§ What the task requires
Update the records below by replacing "evaluation benchmark" with "validation set" throughout, leaving everything else unchanged.

§ Task inputs

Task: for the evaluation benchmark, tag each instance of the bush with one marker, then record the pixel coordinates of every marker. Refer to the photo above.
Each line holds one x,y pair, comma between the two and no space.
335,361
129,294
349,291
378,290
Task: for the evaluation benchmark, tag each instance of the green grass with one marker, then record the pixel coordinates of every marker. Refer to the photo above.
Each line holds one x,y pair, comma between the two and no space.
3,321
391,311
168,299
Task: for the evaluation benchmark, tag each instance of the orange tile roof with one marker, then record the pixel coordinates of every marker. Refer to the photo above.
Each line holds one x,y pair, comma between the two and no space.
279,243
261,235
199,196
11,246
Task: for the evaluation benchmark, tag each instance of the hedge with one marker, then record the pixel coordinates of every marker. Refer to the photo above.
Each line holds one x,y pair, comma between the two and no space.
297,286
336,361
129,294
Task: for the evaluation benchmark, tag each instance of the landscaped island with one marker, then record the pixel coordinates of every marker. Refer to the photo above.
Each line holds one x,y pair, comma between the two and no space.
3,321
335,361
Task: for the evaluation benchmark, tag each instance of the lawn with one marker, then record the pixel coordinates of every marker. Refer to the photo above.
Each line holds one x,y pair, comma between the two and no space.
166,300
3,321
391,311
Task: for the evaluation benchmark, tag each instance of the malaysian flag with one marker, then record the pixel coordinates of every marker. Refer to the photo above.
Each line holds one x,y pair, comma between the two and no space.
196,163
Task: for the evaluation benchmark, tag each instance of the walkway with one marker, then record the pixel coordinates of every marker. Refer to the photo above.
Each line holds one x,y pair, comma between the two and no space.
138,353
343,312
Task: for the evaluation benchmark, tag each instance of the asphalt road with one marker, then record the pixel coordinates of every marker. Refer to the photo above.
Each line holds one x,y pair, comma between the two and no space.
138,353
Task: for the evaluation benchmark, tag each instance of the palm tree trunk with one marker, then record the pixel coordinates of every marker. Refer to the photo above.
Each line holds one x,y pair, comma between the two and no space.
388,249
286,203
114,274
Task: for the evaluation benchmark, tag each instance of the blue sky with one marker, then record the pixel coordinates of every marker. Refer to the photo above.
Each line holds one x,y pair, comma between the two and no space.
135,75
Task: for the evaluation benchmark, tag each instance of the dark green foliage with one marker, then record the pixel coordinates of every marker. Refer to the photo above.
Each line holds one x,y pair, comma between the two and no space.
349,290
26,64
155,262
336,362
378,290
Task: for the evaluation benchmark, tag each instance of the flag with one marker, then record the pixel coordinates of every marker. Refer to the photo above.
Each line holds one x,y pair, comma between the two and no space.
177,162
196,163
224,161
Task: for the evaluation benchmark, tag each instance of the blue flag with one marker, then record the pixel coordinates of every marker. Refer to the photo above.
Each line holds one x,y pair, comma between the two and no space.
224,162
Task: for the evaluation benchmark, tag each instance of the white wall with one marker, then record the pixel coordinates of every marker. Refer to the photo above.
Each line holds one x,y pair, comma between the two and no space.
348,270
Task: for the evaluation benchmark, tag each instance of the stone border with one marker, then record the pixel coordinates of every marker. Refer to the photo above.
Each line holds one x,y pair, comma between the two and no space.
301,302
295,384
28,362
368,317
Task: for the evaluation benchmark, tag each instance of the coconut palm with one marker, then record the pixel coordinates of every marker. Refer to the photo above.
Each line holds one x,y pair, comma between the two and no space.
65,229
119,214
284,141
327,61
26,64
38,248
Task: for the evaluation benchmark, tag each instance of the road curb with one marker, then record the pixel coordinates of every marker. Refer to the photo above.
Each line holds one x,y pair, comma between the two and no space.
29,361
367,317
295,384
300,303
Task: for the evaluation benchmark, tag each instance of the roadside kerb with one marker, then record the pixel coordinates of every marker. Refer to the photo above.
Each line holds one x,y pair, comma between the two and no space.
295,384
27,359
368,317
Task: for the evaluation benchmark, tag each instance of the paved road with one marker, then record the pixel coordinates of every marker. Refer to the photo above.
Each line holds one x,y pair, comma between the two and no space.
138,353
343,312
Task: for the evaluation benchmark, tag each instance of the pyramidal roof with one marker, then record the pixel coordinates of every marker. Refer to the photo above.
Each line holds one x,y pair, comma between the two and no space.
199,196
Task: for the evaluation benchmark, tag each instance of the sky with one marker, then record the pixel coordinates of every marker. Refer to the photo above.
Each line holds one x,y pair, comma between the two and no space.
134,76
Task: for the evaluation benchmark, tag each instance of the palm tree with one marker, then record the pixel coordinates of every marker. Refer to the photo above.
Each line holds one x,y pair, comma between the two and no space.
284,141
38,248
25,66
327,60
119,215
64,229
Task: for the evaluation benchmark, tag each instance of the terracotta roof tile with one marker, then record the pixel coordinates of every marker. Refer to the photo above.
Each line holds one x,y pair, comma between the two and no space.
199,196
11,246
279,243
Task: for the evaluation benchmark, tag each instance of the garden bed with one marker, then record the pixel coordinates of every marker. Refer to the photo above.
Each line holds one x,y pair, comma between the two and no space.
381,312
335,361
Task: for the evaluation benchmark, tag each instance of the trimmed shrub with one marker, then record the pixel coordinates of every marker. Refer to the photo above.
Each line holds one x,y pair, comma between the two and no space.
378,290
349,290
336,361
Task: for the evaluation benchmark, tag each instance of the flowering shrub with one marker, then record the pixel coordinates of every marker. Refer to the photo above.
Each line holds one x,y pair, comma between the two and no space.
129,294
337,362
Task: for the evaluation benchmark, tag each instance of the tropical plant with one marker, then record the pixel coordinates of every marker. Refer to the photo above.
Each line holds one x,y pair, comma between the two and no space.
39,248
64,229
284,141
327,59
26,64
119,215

§ Problem solution
Task: for the validation set, tag each instance of the bush with one marker, then record the pixel coordinates of every marker. Refer to the photo above.
Each line holds one x,y pair, comma between the two and no space.
335,361
129,294
349,291
378,290
Task: for the validation set, tag each instance of the green grass with one marker, then record the pixel coordinates of every marker. Refer to the photo above.
Each line holds one x,y pair, comma between the two and no space.
3,321
391,311
168,299
Task: for the validation set, tag each instance of the orange tile roof with one marker, then record the pixel coordinates of every marker. Refer to the photo above.
Each line holds one x,y pair, comma between the two and no space.
279,243
261,235
199,196
11,246
Task: for the validation set, tag each instance of the hedge with one marker, then record the pixel coordinates of every marker. Refer to the photo above.
Each line holds one x,y pair, comma between the two and no space.
297,286
336,361
129,294
Task: for the validation set, tag each instance of the landscaped island with one marker, then record the pixel coordinates of every marker. Refer to the photo above.
Each line holds one x,y pair, comma between the two and no space.
3,321
335,361
Task: for the validation set, tag each instance of the lawn with one marker, then record the pixel coordinates of every marker. Refer to the photo above.
Each line holds one x,y pair, comma between the two and no space.
166,300
3,321
391,311
Task: for the validation set, tag each instance of the malaysian flag with one marker, then record the pixel coordinates of every marker. Refer to the photo above.
Each line holds one x,y pair, comma between the two and no space.
196,163
Task: for the validation set, tag each instance of the walkway with one marker, then record the pixel coordinates of every marker. Refer to the photo above.
Each line holds one x,y pair, comma between the two and no space.
138,353
343,312
Task: for the validation set, tag each instance of the asphalt road with one marker, then record the pixel coordinates of every marker. Refer to the photo above.
Each line holds one x,y pair, comma between the two and no space.
138,353
Task: for the validation set, tag each instance of the palm tree trunk with one marker, then record the pixel coordinates of every marker. Refer to the photo above.
Each line holds one x,y pair, comma between the two and no space.
388,249
286,203
114,274
Task: for the validation set, tag each instance of the blue sky with one marker, then record the pixel coordinates of every marker. Refer to the photo above.
Each line holds one x,y pair, comma between the two and no space.
135,75
Task: for the validation set, tag each instance of the dark green foliage with one marker, then record the pixel coordinates of every marker. Refer to the photo above.
Each line holds one x,y pair, comma between the two and no space.
349,290
26,64
155,262
336,362
378,290
Task: for the validation set, tag each instance of the flag with one marker, then record the pixel coordinates of every marker. Refer to the photo above.
Each line holds one x,y pair, comma between the two and no space.
177,162
196,163
224,161
Task: for the validation set, tag each instance of the blue flag with one marker, then record the pixel coordinates of every marker. Refer to the photo above.
Each line holds one x,y pair, comma between the two and no space.
224,162
Task: for the validation set, tag each instance of the white wall with one marker, then record the pixel coordinates of every marker. Refer to the photo above.
Each line holds one x,y pair, comma between the two and no space.
348,270
Task: for the validation set, tag each instance of the stone border with one marker, then record the pixel coordinates of every marker. Refer to the photo above.
Each line holds one x,y pair, comma between the two and no space.
301,302
295,384
28,362
368,317
Task: for the validation set, tag each instance of the coconut palm with one marker, then record the pixel coordinates of every marker. Refer to the photo above.
Each line holds one x,y pair, comma between the two and no space.
65,229
119,214
284,141
327,61
26,64
38,248
Task: for the validation set, tag each instance of the road curb with one marker, then record the pixel coordinates of every marker. Refer to the photo above.
Each line holds one x,y pair, comma between the two and no space.
29,361
367,317
295,384
300,303
Task: for the validation set, tag each instance of the roadside kerb with one marker, then record the pixel coordinates of every marker. Refer to the photo above.
Each line holds one x,y pair, comma between the two and no space.
295,384
27,359
368,317
Task: for the validation set, tag each instance of the paved road with one marker, then record the pixel coordinates of every marker. Refer to the photo above.
Each line holds one x,y pair, comma between the two and no space.
138,353
343,312
Task: for the validation set, tag each instance of the pyramidal roof with one marker, then record the pixel coordinates of every marker. Refer to the photo above.
Each line holds one x,y pair, comma between the two and no space.
199,196
Task: for the validation set, tag each instance of the sky with one marker, then record the pixel coordinates of every marker. Refer to the photo above.
Each line holds one x,y pair, comma between the two and no space.
134,76
Task: for the validation set, tag each instance of the palm tree with one marker, then record the pixel coordinates of every marker. Refer to the photo above.
Each line holds one x,y pair, comma between the two and no space.
284,141
38,248
25,66
327,60
119,215
64,229
Task: for the validation set, tag each instance of the terracotta roof tile with one marker, then record the pixel coordinates of every marker. Refer to the photo above.
Each line holds one x,y pair, comma between the two and no space.
199,196
11,246
279,243
Task: for the validation set, tag each instance of the garden bed with one marker, then record the pixel coordinates of every marker. Refer to the photo above.
Each line holds one x,y pair, comma between the two and no space.
381,312
335,361
Task: for the validation set, tag each instance of the trimmed shrub with one marker, then record the pixel coordinates of every marker. Refer to the photo above.
Each line holds one x,y pair, comma between the two and no space.
378,290
349,290
336,361
Task: for the validation set, tag each instance of the flowering shrub with one marker, then record the pixel coordinates of every marker. Refer to the photo above.
Each line holds one x,y pair, comma between the two and no space.
129,294
337,362
Task: for the validation set, tag each instance of the tropical plant with one marker, then record the pixel coordinates of every marker. Refer to the photo above.
Each line holds one x,y pair, comma between the two and no space.
39,248
64,229
284,141
327,59
26,64
119,215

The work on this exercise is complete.